WORK TO DO:
Copy exactly the run of lines that begins at the line with "the car windshield" and ends at the final line of the entries.

SOURCE MATERIAL:
------------------------------------------------------------------------
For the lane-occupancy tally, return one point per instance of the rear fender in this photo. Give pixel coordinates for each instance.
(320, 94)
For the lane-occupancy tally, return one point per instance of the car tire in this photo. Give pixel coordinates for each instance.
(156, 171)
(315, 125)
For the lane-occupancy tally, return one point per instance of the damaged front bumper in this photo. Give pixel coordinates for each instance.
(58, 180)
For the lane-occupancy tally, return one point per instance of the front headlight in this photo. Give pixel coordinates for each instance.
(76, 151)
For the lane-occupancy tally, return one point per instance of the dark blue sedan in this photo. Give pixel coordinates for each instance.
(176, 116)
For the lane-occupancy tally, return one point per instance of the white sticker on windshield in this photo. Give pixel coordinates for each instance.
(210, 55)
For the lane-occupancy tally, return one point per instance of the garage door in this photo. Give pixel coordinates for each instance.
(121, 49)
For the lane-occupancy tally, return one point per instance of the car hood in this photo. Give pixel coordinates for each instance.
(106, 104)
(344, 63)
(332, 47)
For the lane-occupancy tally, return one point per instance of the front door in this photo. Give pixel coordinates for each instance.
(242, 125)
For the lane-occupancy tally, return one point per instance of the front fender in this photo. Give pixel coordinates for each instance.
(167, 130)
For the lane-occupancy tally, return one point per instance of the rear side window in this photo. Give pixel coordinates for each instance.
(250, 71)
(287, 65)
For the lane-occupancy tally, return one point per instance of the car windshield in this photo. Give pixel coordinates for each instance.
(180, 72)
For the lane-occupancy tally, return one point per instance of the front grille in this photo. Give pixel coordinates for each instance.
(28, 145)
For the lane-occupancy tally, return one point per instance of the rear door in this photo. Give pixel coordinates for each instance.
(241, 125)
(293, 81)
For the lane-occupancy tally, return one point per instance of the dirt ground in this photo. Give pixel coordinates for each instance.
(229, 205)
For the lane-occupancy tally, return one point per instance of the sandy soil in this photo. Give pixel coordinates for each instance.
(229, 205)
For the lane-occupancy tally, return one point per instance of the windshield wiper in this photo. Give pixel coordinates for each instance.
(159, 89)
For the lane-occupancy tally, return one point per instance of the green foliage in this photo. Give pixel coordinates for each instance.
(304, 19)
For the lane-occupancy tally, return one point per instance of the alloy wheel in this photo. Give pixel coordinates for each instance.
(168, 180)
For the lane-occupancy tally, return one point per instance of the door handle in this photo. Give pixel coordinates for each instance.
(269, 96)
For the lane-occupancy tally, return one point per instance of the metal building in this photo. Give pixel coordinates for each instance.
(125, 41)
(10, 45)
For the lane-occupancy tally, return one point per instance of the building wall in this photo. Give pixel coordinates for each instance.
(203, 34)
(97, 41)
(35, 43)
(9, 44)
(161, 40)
------------------------------------------------------------------------
EXERCISE RESPONSE:
For the lane-occupancy tally, return one point per instance of the car windshield in this photo. Give pixel coordinates for each instance.
(180, 72)
For the lane-occupancy tally, return one point per instance of the front grille in this photo. Give pixel coordinates for each instance.
(28, 145)
For the lane-occupancy tally, return one point per instance of the rear door in this photo. Give pixel coordinates for each instance.
(241, 125)
(293, 81)
For the lane-occupancy tally, return one point per instance of the dirt ground in this photo. Give pixel coordinates for each instance.
(229, 205)
For the lane-occupancy tally, return one point per instance of the sandy soil in this photo. Give pixel coordinates for each instance.
(229, 205)
For the lane-occupancy tally, return one point per instance of the windshield wiper in this photo. Give pixel coordinates for each instance.
(159, 89)
For the lane-occupancy tally, return one point per instance of the green foliage in this photo. Give pixel coordinates for each instance.
(304, 19)
For the lane-occupancy tally, return one point per instance of the alloy wheel in this photo. Give pixel coordinates for each instance.
(168, 180)
For the lane-occupancy tally, return one point per instance of the door handle in this photo. Give pixel coordinates for each instance.
(269, 96)
For the lane-occupancy tally, return one point per instance of the metal building in this photo. Give pixel coordinates for each instance.
(125, 41)
(10, 45)
For the lane-occupancy tally, return one point per instance of the building wall in this photo. Give pixel coordinates for each instance.
(203, 34)
(97, 41)
(35, 43)
(9, 44)
(161, 40)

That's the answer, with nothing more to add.